== Records shown ==

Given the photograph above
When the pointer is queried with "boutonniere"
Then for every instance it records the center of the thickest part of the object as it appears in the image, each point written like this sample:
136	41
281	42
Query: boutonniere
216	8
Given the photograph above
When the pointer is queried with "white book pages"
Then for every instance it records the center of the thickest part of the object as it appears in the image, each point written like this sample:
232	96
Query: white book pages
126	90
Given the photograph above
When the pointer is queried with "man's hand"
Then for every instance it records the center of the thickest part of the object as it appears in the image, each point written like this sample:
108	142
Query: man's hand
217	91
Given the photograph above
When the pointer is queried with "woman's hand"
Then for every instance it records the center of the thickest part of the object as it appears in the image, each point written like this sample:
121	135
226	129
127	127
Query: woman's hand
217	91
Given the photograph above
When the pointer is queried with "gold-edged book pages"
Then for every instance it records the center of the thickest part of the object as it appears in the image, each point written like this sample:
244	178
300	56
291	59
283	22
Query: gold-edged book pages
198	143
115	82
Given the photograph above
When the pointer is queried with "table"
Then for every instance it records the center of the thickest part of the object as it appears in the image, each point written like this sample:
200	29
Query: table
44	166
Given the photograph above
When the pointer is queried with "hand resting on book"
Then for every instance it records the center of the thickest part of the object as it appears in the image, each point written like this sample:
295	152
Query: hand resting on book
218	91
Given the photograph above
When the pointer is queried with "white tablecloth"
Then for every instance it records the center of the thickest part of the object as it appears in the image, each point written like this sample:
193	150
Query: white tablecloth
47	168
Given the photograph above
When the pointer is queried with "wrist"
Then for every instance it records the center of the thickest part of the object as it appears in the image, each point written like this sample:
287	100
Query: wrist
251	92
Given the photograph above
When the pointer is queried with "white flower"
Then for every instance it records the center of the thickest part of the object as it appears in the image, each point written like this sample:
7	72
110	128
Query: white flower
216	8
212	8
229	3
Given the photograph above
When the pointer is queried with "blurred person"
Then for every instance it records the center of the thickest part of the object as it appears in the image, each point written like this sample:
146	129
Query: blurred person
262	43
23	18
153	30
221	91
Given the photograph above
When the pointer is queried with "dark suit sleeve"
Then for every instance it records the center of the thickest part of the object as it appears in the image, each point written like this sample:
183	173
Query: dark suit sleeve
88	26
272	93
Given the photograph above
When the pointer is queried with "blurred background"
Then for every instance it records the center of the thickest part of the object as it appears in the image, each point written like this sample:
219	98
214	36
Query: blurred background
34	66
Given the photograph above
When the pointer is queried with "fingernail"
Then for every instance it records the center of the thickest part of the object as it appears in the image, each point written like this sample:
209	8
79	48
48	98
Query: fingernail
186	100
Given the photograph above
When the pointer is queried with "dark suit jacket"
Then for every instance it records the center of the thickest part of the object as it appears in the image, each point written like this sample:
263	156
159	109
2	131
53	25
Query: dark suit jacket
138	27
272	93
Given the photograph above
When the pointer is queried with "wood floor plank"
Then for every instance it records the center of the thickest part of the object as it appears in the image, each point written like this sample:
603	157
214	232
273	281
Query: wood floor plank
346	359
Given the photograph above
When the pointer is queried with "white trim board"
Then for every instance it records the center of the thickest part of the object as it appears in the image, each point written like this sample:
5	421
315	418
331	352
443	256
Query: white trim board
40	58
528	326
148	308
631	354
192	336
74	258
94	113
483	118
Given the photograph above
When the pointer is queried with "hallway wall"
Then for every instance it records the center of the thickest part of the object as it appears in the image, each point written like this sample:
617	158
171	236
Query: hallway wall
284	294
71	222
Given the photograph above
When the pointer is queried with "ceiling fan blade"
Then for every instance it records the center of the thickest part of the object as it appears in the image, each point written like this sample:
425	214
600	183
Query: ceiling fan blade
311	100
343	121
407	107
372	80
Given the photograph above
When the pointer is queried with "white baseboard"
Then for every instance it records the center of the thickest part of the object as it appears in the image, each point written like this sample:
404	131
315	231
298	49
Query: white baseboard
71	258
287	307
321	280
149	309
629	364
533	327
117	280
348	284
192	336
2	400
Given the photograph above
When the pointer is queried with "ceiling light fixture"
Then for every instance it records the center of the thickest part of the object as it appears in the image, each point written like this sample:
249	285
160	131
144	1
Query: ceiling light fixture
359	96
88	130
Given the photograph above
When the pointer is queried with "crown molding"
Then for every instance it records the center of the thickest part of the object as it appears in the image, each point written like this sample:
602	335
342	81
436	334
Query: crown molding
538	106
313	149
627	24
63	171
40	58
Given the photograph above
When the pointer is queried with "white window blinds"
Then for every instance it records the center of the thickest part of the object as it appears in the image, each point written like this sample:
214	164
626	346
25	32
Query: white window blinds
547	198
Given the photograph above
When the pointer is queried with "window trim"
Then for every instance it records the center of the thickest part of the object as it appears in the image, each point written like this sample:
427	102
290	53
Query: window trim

===

Write the data out once more. Keep every word the same.

Given the photograph above
When the pointer is queried with "boutonniere"
Then for every instance it records the center of the thickest part of the object as it appears in the image, each point written like this sample:
136	41
281	42
Query: boutonniere
216	8
Given the photograph above
When the pointer is queried with "white book pages"
Then for every instance it records the center of the thickest part of the object as it appears in the image, each point written like this sample:
232	96
Query: white book pages
126	90
Given the photograph above
When the pointer is queried with "man's hand"
Then for every instance it records the center of the thickest part of the object as it appears in the image, each point written like this sample:
108	142
Query: man's hand
217	91
Given the photograph above
When the pointer is queried with "woman's hand"
Then for every instance it records the center of the thickest part of the object as it appears in the image, each point written like this sample:
121	135
226	129
127	127
Query: woman's hand
217	91
Given the photograph above
When the pointer is queried with "gold-edged book pages"
Then for every instance it records the center of the thickest part of the object as it appears in the image, each point written like this sample:
244	178
300	56
291	59
283	22
Query: gold-edged book pages
198	143
115	82
Given the photograph above
When the pointer is queried with "table"
Then for every instance it records the center of the thickest part of the object as it appears in the image, each point written like this sample:
200	29
Query: table
44	166
Given the photograph above
When the pointer is queried with "hand resting on book"
Then for every instance it records the center of the thickest part of the object as it appears in the image, each point written like this sample:
295	152
Query: hand resting on book
218	91
Given the photograph above
When the pointer is queried with "white tablecloth"
Then for every instance it records the center of the thickest part of the object as it appears in the image, each point written like this sample:
193	150
Query: white tablecloth
47	168
Given the photograph above
When the pointer is queried with "wrist"
Then for every instance it records the center of the thickest part of the object as it appears in the image, each point written like this sample:
287	100
Query: wrist
251	92
Given the photograph above
When the pointer is queried with "white flower"
Then for every instance it records the center of the thickest part of the object as it appears in the image, each point written like this sample:
7	72
110	128
Query: white flower
216	8
212	8
229	3
Given the photograph above
When the pointer is queried with "blurred person"
Then for every instance it records the center of the thickest part of the object as it appears in the image, each point written like this sample:
146	129
Query: blurred person
262	43
23	18
153	30
221	91
Given the photograph above
When the pointer is queried with "dark suit sleeve"
Then for every instance it records the center of the thickest part of the object as it appears in the image, each point written like this sample:
183	173
Query: dark suit sleeve
88	26
272	93
Given the photograph above
When the pointer is queried with "blurred background"
Then for every instance it records the center of the thickest part of the object as it appears in the image, each point written like this sample:
219	98
214	36
Query: blurred background
34	66
Given the photograph above
When the pointer is queried with "fingernail"
Then for every instance it records the center of the thickest part of the object as it appears in the image, each point written like this sample:
209	8
79	48
48	98
Query: fingernail
186	100
Given the photograph above
When the pointer is queried with "dark suit jacket"
Then for every instance it records the center of the thickest part of the object as it appears in the image, each point written like this sample:
263	156
159	109
2	131
53	25
Query: dark suit jacket
138	27
272	93
Given the photograph above
When the pointer is queried with "wood floor plank"
Then for every instance it records the center of the thickest part of the object as it appears in the image, each point written like this sample:
603	157
214	232
273	281
Query: wood floor plank
346	359
Given the photograph above
When the pointer is queried with "white trim board"
Then for every instance it records the center of the thickest part of the object as it appears in the image, each point written like this sample:
5	421
315	418
331	352
443	256
Query: white trim board
40	58
528	326
148	308
631	354
192	336
74	258
94	113
483	118
Given the photograph above
When the pointer is queried with "hallway wall"
Then for every instance it records the center of the thickest part of the object as it appears in the image, each point written like this sample:
617	158
171	236
Query: hallway wall
284	294
71	222
Given the photograph above
When the pointer is queried with "ceiling fan blade"
Then for every instance it records the center of the thickest part of the object as it appears in the image, each point written like this sample:
425	214
600	183
Query: ceiling fan blade
311	100
343	121
407	107
372	80
Given the photograph above
When the pointer is queried with "white baseboard"
Then for every instance it records the center of the thickest part of the object as it appears in the image, each point written like this sample:
404	131
315	231
298	49
Query: white baseboard
71	258
287	307
321	280
149	309
629	364
533	327
117	280
348	284
192	336
2	400
Given the photograph above
When the pointer is queried with "ceiling light fixture"
Then for every instance it records the center of the thickest part of the object as it appears in the image, each point written like this sample:
249	285
160	131
144	1
Query: ceiling light fixture
359	96
88	130
Given the photograph above
When the pointer is queried with "crown molding"
Then for every instance it records the center of the thickest part of the object as it appears in the image, each point written like this sample:
602	335
342	81
436	334
Query: crown molding
538	106
313	149
627	24
63	171
40	58
Given the photograph above
When the pointer is queried with "white window blinds"
Then for every instance it records the center of the thickest part of the object as it appears in the image, each point written like this sample:
214	164
626	346
25	32
Query: white window blinds
547	198
Given the photograph above
When the pointer is queried with "window trim"
Then for every instance it records the center of the thickest part of the object as it appears in the image, each point written like this sample:
427	102
290	53
Query: window trim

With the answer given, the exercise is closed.